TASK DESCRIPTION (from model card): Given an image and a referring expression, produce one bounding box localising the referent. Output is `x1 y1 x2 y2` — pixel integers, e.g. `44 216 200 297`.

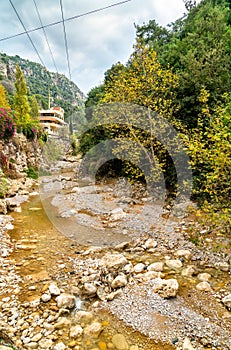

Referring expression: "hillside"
0 53 84 118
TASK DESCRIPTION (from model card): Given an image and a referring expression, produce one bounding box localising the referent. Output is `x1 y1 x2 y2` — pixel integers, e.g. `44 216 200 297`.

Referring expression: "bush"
0 108 16 140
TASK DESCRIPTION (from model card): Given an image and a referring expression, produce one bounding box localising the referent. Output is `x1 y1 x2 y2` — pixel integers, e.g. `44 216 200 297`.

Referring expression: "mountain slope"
0 53 84 118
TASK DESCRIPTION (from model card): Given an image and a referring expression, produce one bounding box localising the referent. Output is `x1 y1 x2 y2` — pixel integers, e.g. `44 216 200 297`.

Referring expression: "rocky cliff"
0 53 84 118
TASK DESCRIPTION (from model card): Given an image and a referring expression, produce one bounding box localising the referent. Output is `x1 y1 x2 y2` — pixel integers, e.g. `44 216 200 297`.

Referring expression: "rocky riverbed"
0 159 231 350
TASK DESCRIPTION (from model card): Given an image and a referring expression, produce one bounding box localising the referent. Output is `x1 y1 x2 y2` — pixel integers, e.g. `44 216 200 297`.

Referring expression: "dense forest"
79 0 231 233
0 53 84 118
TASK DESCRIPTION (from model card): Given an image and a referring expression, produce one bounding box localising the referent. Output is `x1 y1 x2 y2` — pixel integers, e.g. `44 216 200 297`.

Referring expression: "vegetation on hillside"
79 0 231 232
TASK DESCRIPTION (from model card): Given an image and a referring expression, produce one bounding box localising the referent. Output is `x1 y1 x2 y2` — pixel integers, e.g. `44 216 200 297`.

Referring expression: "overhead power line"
9 0 45 66
60 0 71 80
33 0 58 73
0 0 132 41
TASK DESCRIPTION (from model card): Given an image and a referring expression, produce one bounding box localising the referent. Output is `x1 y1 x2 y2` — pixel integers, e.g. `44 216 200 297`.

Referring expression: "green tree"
30 95 39 120
14 65 31 128
0 84 10 109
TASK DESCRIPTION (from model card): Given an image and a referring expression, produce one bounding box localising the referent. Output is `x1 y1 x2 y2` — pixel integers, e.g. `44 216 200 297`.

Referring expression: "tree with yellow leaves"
0 84 10 109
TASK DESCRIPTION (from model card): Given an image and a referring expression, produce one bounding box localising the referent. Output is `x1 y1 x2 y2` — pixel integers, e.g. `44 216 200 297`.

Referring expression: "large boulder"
56 293 75 309
152 278 179 299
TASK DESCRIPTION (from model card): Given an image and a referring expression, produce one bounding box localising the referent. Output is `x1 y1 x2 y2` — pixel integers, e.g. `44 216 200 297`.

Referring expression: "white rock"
70 325 83 339
222 294 231 308
53 342 66 350
152 278 179 298
84 283 97 295
49 283 60 295
148 261 164 272
41 293 51 303
165 259 183 269
196 282 212 292
181 265 196 277
112 333 129 350
182 338 194 350
176 249 192 259
101 253 128 269
84 322 103 338
56 293 75 309
144 238 157 249
197 272 211 282
134 263 145 273
111 275 128 288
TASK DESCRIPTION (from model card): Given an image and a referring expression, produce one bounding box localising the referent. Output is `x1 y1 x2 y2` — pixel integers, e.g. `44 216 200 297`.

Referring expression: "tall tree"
14 65 31 127
0 84 10 109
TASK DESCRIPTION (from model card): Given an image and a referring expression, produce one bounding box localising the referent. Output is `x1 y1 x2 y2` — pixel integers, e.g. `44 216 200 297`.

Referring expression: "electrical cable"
0 0 132 41
9 0 45 67
60 0 71 80
33 0 58 73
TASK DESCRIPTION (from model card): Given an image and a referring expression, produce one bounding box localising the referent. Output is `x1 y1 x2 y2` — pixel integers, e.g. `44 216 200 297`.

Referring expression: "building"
39 107 68 136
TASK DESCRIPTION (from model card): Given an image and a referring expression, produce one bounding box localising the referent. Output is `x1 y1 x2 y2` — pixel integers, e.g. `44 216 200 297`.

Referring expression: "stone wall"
0 134 42 214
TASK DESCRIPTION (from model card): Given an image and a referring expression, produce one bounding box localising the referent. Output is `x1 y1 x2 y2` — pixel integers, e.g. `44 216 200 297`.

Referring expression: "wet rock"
111 275 128 289
41 293 51 303
165 259 183 270
70 325 83 339
112 333 129 350
56 293 75 309
83 283 97 296
53 342 66 350
134 263 145 273
54 317 71 329
148 261 164 272
214 262 229 272
152 278 179 299
182 338 195 350
197 272 211 282
84 322 103 338
196 282 212 292
181 265 196 277
222 294 231 309
101 253 128 269
144 238 158 249
74 310 93 322
49 283 60 296
176 249 192 259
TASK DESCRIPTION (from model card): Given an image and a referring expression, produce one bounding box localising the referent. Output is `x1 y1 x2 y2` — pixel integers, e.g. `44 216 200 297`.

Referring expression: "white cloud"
0 0 200 93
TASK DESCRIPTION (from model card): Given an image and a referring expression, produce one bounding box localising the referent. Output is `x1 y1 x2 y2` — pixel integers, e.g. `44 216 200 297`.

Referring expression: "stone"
134 263 145 273
197 272 211 282
70 325 83 339
214 262 229 272
175 249 192 260
112 333 129 350
165 259 183 270
83 283 97 296
101 253 128 270
53 342 66 350
49 283 60 296
182 338 194 350
56 293 75 309
181 265 196 277
196 282 212 292
41 293 51 303
111 275 128 289
148 261 164 272
31 333 43 343
74 310 93 322
144 238 157 249
222 294 231 308
84 322 103 338
152 278 179 299
54 317 71 329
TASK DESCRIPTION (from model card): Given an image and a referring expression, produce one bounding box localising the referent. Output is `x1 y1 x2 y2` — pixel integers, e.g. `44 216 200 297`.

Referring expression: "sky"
0 0 199 95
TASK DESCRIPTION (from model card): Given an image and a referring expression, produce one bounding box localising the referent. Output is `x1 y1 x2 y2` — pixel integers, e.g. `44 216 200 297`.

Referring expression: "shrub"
0 108 16 140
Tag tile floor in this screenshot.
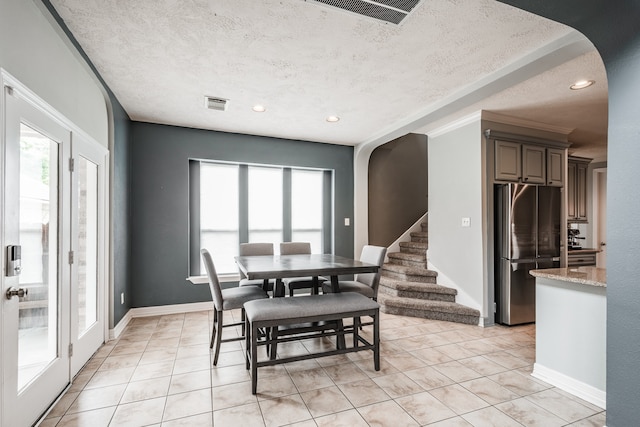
[40,312,605,427]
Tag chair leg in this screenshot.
[213,310,224,366]
[209,308,218,348]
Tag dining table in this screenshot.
[235,254,379,297]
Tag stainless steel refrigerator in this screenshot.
[495,184,561,325]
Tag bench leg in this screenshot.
[373,310,380,371]
[250,325,258,394]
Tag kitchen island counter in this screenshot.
[529,267,607,288]
[530,267,607,408]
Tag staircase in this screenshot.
[378,223,480,325]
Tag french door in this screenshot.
[0,78,106,426]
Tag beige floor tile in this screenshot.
[131,360,173,381]
[67,384,127,414]
[404,366,453,390]
[338,378,390,408]
[162,412,213,427]
[111,396,166,427]
[324,362,369,384]
[460,378,520,405]
[213,403,265,427]
[162,388,213,422]
[213,381,258,411]
[373,372,424,399]
[259,394,312,427]
[300,386,353,417]
[84,368,136,390]
[169,369,211,394]
[526,390,599,423]
[429,384,489,415]
[462,406,522,427]
[496,398,566,427]
[396,391,456,425]
[56,406,116,427]
[315,409,369,427]
[120,377,171,403]
[289,368,334,392]
[488,371,551,396]
[358,400,420,427]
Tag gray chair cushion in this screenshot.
[222,286,269,310]
[322,280,375,298]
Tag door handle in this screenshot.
[5,286,29,299]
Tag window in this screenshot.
[189,160,333,275]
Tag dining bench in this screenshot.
[244,292,380,394]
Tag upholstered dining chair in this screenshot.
[238,243,275,291]
[280,242,325,297]
[200,249,269,366]
[322,245,387,301]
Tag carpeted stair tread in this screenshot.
[378,294,480,325]
[382,263,438,277]
[380,277,458,295]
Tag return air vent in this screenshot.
[204,96,229,111]
[304,0,424,25]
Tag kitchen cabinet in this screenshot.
[567,157,591,222]
[495,140,565,187]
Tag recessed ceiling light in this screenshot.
[569,80,596,90]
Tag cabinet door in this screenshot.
[522,145,547,184]
[576,163,588,221]
[547,148,565,187]
[567,162,576,220]
[495,141,522,182]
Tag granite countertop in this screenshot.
[567,248,602,255]
[530,267,607,288]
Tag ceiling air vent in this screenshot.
[304,0,424,25]
[204,96,229,111]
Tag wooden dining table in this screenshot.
[235,254,379,296]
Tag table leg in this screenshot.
[331,276,340,294]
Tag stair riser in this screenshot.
[378,286,456,302]
[380,304,479,325]
[389,258,427,268]
[400,246,427,256]
[381,270,437,283]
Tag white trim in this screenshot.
[427,111,485,138]
[531,363,607,409]
[482,110,573,135]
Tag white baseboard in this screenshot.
[531,363,607,409]
[109,301,213,340]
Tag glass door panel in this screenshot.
[75,157,98,338]
[18,123,59,391]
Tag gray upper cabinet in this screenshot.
[494,139,566,187]
[567,157,591,222]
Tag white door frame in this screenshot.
[0,68,111,424]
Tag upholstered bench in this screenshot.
[244,292,380,394]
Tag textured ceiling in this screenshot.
[51,0,607,160]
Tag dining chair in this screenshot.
[200,249,269,366]
[280,242,325,297]
[238,243,275,291]
[322,245,387,301]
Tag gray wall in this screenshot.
[501,0,640,427]
[369,133,428,246]
[130,122,353,307]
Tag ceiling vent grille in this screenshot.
[304,0,423,25]
[204,96,229,111]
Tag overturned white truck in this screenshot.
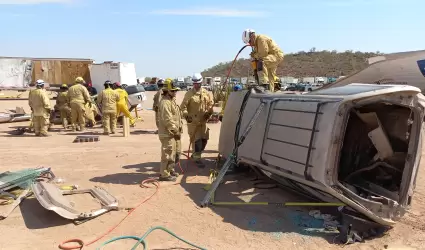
[219,84,425,226]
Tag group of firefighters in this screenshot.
[153,73,214,181]
[29,29,283,181]
[28,77,136,136]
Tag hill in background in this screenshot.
[202,48,383,78]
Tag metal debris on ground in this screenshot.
[73,135,100,143]
[31,182,118,221]
[0,168,54,219]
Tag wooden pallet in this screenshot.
[73,135,100,143]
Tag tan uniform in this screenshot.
[115,89,136,125]
[68,84,90,131]
[84,97,98,126]
[28,89,51,136]
[97,88,120,134]
[180,88,214,160]
[56,91,71,128]
[253,35,283,91]
[158,96,183,177]
[152,89,163,128]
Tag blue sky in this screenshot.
[0,0,425,77]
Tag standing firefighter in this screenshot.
[158,81,183,181]
[180,73,214,167]
[28,80,50,136]
[97,81,120,135]
[152,78,166,128]
[56,84,71,129]
[114,82,136,126]
[242,29,283,92]
[68,77,91,131]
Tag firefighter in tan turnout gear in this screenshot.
[152,78,166,128]
[158,81,183,181]
[180,73,214,167]
[68,77,91,131]
[97,81,120,135]
[242,29,283,92]
[56,84,71,129]
[28,80,51,136]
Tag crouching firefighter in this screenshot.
[180,73,214,168]
[158,81,183,181]
[28,80,51,136]
[242,29,283,92]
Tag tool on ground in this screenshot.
[96,226,206,250]
[201,99,266,207]
[73,135,100,143]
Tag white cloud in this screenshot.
[0,0,73,5]
[151,8,267,17]
[325,0,404,7]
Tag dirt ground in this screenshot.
[0,92,425,250]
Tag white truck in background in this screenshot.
[89,61,147,107]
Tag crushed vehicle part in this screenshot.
[0,187,31,220]
[0,167,55,193]
[219,84,425,226]
[31,182,118,220]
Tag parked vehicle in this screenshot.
[143,83,159,91]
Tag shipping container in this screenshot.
[0,57,93,88]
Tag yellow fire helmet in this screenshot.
[75,76,85,83]
[163,78,180,91]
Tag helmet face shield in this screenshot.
[242,29,255,44]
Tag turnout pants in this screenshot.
[159,137,181,177]
[102,112,117,134]
[32,116,50,136]
[258,55,283,92]
[70,102,86,131]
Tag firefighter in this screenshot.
[152,78,166,128]
[242,29,283,92]
[56,84,71,129]
[180,73,214,168]
[67,77,91,131]
[97,81,120,135]
[158,81,183,181]
[28,79,51,136]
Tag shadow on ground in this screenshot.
[90,157,337,243]
[90,158,213,185]
[19,198,71,229]
[130,129,158,135]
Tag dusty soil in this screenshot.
[0,92,425,250]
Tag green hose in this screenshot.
[96,226,207,250]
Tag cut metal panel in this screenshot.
[31,182,118,220]
[418,60,425,77]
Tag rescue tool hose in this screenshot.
[96,226,206,250]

To be done ▸ Pull out the lines of the entries above word for word, starting at the line that contains "Tag kitchen island" and stopping after the line that contains "[0,78,106,426]".

In response ▸
Tag kitchen island counter in this screenshot.
[529,267,607,288]
[530,267,607,408]
Tag staircase in this screenshot.
[378,223,480,325]
Tag french door in this screenshot.
[0,78,106,426]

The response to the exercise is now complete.